▶ **Written task**
Identify each line of the material below that contains the word "stadium" and copy those lines out. Case matters.

[Image object location entries]
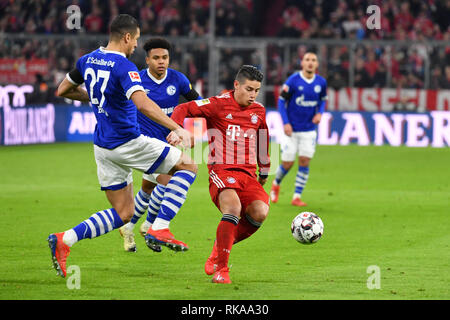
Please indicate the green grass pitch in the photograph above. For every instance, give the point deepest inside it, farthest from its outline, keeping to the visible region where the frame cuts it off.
(382, 206)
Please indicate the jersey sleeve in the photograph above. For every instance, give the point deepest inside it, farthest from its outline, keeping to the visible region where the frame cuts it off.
(204, 108)
(185, 85)
(323, 97)
(129, 78)
(286, 93)
(75, 76)
(263, 157)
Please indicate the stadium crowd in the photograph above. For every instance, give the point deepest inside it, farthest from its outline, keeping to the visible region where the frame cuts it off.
(374, 65)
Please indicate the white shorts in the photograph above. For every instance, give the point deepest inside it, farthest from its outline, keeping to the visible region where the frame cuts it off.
(148, 155)
(151, 177)
(301, 143)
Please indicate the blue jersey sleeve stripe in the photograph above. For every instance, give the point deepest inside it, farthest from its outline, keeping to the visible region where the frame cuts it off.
(115, 186)
(158, 161)
(134, 89)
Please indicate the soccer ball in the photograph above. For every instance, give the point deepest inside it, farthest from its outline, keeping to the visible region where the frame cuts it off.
(307, 228)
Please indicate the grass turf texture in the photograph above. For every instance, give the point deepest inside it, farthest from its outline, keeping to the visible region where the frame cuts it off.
(381, 206)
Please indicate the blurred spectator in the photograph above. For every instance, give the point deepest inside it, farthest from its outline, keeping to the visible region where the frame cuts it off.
(94, 21)
(393, 65)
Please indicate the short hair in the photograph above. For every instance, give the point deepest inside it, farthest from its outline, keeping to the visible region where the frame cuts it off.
(157, 43)
(250, 73)
(121, 25)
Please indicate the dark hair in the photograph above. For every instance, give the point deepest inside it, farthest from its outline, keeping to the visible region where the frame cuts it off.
(156, 43)
(250, 73)
(122, 24)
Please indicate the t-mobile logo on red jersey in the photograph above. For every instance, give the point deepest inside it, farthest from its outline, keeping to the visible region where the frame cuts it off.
(233, 131)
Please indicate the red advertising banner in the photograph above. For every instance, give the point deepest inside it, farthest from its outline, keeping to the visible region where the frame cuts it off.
(21, 71)
(386, 99)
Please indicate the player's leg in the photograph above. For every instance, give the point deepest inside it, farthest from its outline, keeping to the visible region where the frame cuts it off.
(141, 202)
(230, 206)
(154, 203)
(98, 224)
(116, 180)
(307, 148)
(288, 154)
(255, 214)
(183, 175)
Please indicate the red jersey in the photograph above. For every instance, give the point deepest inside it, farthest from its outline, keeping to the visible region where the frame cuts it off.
(238, 136)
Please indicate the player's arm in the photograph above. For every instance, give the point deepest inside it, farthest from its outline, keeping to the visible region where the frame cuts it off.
(193, 109)
(192, 95)
(262, 154)
(187, 91)
(150, 109)
(70, 87)
(322, 104)
(283, 100)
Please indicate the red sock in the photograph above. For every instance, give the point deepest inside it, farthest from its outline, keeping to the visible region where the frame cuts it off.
(244, 230)
(224, 239)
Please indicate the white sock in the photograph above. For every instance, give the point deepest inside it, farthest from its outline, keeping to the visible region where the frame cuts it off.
(70, 237)
(146, 225)
(160, 224)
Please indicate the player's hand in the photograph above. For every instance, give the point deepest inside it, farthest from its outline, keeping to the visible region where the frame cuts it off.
(262, 181)
(317, 117)
(173, 139)
(288, 129)
(184, 136)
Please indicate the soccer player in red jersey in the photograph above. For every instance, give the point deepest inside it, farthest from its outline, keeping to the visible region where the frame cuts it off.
(238, 141)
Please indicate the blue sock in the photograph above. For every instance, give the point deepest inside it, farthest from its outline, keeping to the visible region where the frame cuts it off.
(98, 224)
(300, 180)
(175, 194)
(279, 175)
(155, 202)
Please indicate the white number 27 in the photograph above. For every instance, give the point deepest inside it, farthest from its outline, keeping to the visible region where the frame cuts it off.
(94, 79)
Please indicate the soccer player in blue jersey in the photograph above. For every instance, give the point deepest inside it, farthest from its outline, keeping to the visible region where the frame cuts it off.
(114, 88)
(164, 86)
(301, 104)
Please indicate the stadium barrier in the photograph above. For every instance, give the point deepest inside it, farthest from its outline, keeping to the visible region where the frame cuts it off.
(49, 123)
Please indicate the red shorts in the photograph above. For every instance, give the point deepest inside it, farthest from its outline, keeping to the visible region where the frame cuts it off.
(247, 188)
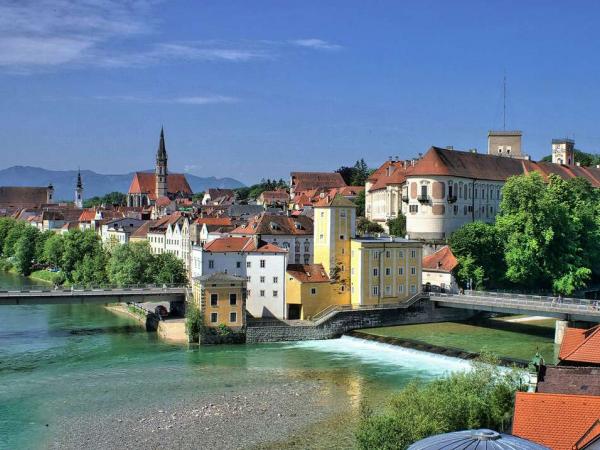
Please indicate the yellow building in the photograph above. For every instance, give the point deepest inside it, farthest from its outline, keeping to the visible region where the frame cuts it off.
(384, 270)
(334, 227)
(309, 291)
(221, 299)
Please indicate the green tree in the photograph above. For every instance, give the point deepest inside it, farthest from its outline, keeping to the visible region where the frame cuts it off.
(359, 201)
(397, 226)
(13, 235)
(168, 269)
(478, 249)
(365, 226)
(6, 223)
(25, 250)
(480, 398)
(53, 250)
(91, 270)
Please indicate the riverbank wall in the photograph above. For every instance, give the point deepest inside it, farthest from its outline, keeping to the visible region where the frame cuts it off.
(436, 349)
(423, 311)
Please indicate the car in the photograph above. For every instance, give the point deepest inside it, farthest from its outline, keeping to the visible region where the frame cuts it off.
(161, 311)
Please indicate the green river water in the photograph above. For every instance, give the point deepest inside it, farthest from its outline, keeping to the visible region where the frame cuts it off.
(58, 362)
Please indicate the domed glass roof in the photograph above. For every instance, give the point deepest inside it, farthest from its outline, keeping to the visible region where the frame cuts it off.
(475, 440)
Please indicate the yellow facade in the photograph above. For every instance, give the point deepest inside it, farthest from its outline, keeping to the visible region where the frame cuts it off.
(384, 270)
(309, 298)
(334, 227)
(221, 299)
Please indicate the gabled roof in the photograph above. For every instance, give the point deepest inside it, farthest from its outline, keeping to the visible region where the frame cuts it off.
(337, 200)
(145, 183)
(302, 181)
(443, 260)
(557, 421)
(581, 345)
(240, 244)
(308, 273)
(273, 224)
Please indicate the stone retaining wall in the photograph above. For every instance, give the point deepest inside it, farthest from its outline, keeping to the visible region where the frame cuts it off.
(422, 311)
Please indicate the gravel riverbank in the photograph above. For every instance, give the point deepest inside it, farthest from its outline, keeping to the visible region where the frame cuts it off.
(257, 419)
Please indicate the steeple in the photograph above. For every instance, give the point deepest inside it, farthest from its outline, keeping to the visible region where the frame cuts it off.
(79, 191)
(161, 167)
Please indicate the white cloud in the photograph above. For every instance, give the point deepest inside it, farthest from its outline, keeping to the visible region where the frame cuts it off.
(316, 44)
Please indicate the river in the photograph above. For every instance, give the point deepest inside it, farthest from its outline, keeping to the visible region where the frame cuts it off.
(74, 376)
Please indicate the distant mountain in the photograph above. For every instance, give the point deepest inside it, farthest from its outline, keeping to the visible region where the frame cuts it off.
(94, 184)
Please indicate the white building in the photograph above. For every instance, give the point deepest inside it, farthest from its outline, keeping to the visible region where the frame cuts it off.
(262, 264)
(293, 234)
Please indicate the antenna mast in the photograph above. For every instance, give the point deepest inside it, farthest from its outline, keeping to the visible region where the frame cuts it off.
(504, 104)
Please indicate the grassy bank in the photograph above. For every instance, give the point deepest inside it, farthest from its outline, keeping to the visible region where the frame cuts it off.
(518, 340)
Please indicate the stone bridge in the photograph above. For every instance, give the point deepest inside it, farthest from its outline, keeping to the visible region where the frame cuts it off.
(93, 295)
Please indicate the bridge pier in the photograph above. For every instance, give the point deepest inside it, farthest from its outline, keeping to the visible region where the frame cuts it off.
(559, 331)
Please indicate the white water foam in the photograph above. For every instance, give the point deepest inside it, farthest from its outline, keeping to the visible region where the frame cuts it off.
(392, 356)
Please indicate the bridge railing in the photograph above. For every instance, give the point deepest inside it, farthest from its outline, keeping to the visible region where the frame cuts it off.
(557, 303)
(94, 288)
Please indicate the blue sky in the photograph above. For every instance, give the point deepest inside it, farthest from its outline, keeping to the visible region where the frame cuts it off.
(254, 89)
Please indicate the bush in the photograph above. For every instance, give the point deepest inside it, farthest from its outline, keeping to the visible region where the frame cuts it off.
(480, 398)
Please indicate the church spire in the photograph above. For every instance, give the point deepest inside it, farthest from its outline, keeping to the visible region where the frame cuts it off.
(161, 167)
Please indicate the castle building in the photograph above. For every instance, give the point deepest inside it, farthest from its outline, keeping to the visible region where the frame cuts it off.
(147, 187)
(447, 188)
(79, 192)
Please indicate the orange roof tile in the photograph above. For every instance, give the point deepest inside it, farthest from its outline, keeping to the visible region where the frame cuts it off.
(308, 273)
(581, 346)
(442, 260)
(557, 421)
(145, 183)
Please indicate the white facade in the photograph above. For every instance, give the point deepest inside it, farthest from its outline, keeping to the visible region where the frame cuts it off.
(264, 272)
(439, 205)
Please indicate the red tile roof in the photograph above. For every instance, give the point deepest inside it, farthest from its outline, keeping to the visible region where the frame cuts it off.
(557, 421)
(221, 221)
(273, 224)
(302, 181)
(240, 244)
(308, 273)
(145, 183)
(442, 260)
(581, 345)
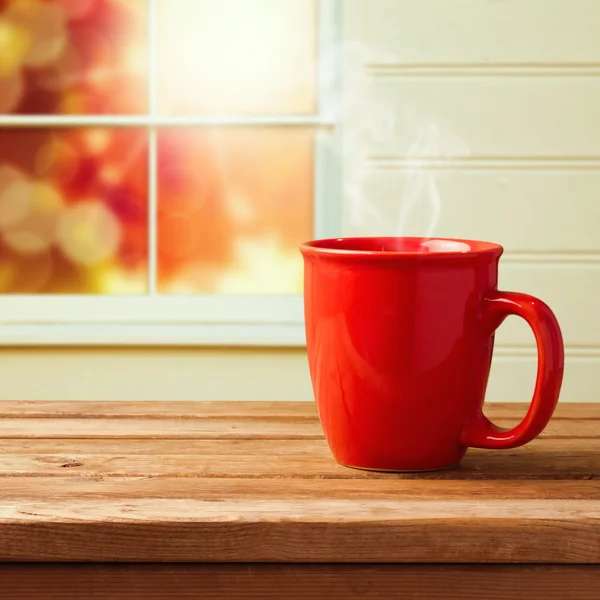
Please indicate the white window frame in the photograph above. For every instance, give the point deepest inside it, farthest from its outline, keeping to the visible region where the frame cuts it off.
(152, 319)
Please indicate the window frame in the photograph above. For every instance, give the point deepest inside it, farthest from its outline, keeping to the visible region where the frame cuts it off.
(213, 320)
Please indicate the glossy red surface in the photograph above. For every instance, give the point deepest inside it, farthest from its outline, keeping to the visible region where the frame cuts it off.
(400, 335)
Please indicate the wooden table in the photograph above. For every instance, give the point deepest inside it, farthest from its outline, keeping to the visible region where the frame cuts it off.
(243, 500)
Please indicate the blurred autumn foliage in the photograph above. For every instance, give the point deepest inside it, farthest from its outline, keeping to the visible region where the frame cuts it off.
(232, 203)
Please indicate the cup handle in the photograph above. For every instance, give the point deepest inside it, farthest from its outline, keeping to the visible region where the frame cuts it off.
(480, 432)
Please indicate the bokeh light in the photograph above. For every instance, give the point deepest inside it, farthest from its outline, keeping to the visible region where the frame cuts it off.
(73, 56)
(233, 203)
(65, 227)
(233, 206)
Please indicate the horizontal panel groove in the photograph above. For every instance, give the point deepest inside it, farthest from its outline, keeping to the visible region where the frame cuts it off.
(552, 257)
(483, 163)
(482, 70)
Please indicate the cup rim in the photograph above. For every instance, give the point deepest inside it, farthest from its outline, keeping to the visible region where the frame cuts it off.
(326, 247)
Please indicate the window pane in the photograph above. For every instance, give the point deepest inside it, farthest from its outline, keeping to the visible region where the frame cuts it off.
(73, 56)
(237, 56)
(73, 211)
(233, 207)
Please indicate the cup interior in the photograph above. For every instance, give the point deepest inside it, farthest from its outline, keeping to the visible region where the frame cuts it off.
(402, 245)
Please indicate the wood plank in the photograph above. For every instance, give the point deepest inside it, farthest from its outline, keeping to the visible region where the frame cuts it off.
(157, 410)
(247, 446)
(299, 582)
(213, 410)
(275, 428)
(55, 490)
(167, 428)
(462, 531)
(478, 464)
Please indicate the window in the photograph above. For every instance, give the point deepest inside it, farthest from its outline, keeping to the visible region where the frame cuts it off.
(160, 162)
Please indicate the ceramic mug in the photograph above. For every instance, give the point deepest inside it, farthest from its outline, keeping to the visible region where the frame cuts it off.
(400, 335)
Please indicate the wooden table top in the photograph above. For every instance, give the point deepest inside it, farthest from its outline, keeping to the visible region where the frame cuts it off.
(255, 482)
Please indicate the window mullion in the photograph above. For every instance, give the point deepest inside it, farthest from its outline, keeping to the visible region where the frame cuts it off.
(152, 150)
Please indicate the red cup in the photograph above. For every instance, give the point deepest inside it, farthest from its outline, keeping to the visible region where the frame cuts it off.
(400, 335)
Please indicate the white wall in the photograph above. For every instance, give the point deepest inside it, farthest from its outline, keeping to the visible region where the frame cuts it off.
(513, 88)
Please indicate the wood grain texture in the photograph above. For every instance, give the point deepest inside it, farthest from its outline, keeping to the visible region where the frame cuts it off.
(288, 427)
(242, 482)
(253, 410)
(298, 582)
(97, 487)
(305, 459)
(347, 531)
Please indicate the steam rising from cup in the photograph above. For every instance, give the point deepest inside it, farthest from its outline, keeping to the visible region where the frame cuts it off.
(370, 118)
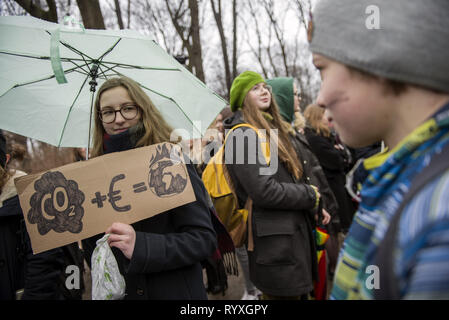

▶ **Result for this exercise**
Please indicate the stadium crowd in the photograph above. For every instance, give the point deepest inside it, farthest from its outline, keeping to the visible region where the frame cuts it off.
Please indicate the stadium barrier in the photograph above. For every instance, give the point deepest inside it, farthest from its outline, keeping to the visible region where the frame cuts it off.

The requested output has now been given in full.